[Data items]
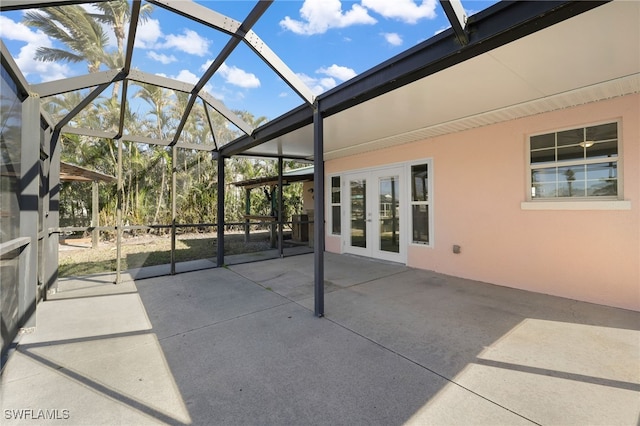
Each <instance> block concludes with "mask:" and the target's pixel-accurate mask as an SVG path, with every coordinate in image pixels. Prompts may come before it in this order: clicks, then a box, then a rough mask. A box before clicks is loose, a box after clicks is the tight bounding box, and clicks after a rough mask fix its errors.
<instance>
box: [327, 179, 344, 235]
mask: <svg viewBox="0 0 640 426" xmlns="http://www.w3.org/2000/svg"><path fill="white" fill-rule="evenodd" d="M327 177H328V179H327V183H328V185H326V187H325V188H326V192H327V196H326V198H325V200H328V202H327V203H325V204H326V205H327V209H326V210H327V214H326V216H325V218H326V219H328V220H326V222H327V225H328V231H329V232H328V233H327V234H328V235H330V236H334V237H340V236H341V235H342V233H343V228H344V223H343V222H342V220H340V233H338V234H336V233H334V232H333V207H334V206H336V205H339V206H340V219H342V200H343V193H344V188H343V187H342V185H343V183H344V173H333V174H330V175H327ZM334 177H337V178H340V202H339V203H334V202H333V193H332V191H333V186H332V185H333V182H332V181H333V178H334Z"/></svg>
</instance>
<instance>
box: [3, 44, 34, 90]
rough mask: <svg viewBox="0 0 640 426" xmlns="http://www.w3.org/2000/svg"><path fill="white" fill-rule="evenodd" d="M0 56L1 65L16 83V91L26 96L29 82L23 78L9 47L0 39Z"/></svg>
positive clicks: (30, 88)
mask: <svg viewBox="0 0 640 426" xmlns="http://www.w3.org/2000/svg"><path fill="white" fill-rule="evenodd" d="M0 54H1V55H0V56H2V65H4V66H5V67H6V68H7V71H8V72H9V74H11V77H12V78H13V80H14V81H15V82H16V83H17V86H18V91H20V92H22V93H23V94H24V96H25V97H26V96H27V92H30V91H31V90H32V89H31V88H30V85H29V83H28V82H27V80H26V79H25V78H24V75H23V74H22V71H20V68H19V67H18V64H16V61H14V60H13V57H12V56H11V53H9V49H7V46H5V44H4V42H3V41H2V40H0Z"/></svg>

§ Requirement
Put each line of the data items above into a numbered list, skipping any blank lines. Leave the pictures out of your answer.

§ Answer section
1. Each <instance> block concludes with "mask:" and the target's pixel-accurate mask as an SVG path, with every coordinate in image pixels. Prompts may come before it in this order: clicks, then a box, then a rough mask. A box before clicks is loose, a box after clicks is the tight bounding box, and clicks after a rough mask fix its errors.
2. <instance>
3. box: [327, 179, 344, 235]
4. mask: <svg viewBox="0 0 640 426" xmlns="http://www.w3.org/2000/svg"><path fill="white" fill-rule="evenodd" d="M327 177H328V179H327V183H328V185H326V187H325V188H326V192H327V196H326V198H325V200H328V202H327V203H325V204H326V205H327V209H326V210H327V214H326V216H325V218H326V219H328V220H326V222H327V225H328V231H329V232H328V233H327V234H328V235H330V236H334V237H340V236H341V235H342V233H343V228H344V223H343V222H342V220H340V233H338V234H336V233H334V232H333V207H334V206H336V205H339V206H340V219H342V200H343V193H344V188H343V187H342V185H343V183H344V173H333V174H330V175H327ZM334 177H337V178H340V202H339V203H334V202H333V193H332V191H333V186H332V185H333V182H332V181H333V178H334Z"/></svg>
5. </instance>
6. <instance>
7. box: [3, 44, 34, 90]
8. rough mask: <svg viewBox="0 0 640 426" xmlns="http://www.w3.org/2000/svg"><path fill="white" fill-rule="evenodd" d="M0 56L1 65L16 83V91L26 96L29 82L23 78L9 47L0 39Z"/></svg>
9. positive clicks: (30, 88)
10. mask: <svg viewBox="0 0 640 426" xmlns="http://www.w3.org/2000/svg"><path fill="white" fill-rule="evenodd" d="M0 54H1V55H0V56H2V65H4V66H5V67H6V68H7V71H8V72H9V74H11V77H12V78H13V80H14V81H15V82H16V83H17V86H18V91H20V92H22V93H23V94H24V96H25V97H26V96H27V92H30V91H31V90H32V89H31V88H30V85H29V83H28V82H27V80H26V79H25V78H24V75H23V74H22V71H20V68H19V67H18V64H16V61H14V60H13V57H12V56H11V53H9V49H7V46H5V44H4V42H3V41H2V40H0Z"/></svg>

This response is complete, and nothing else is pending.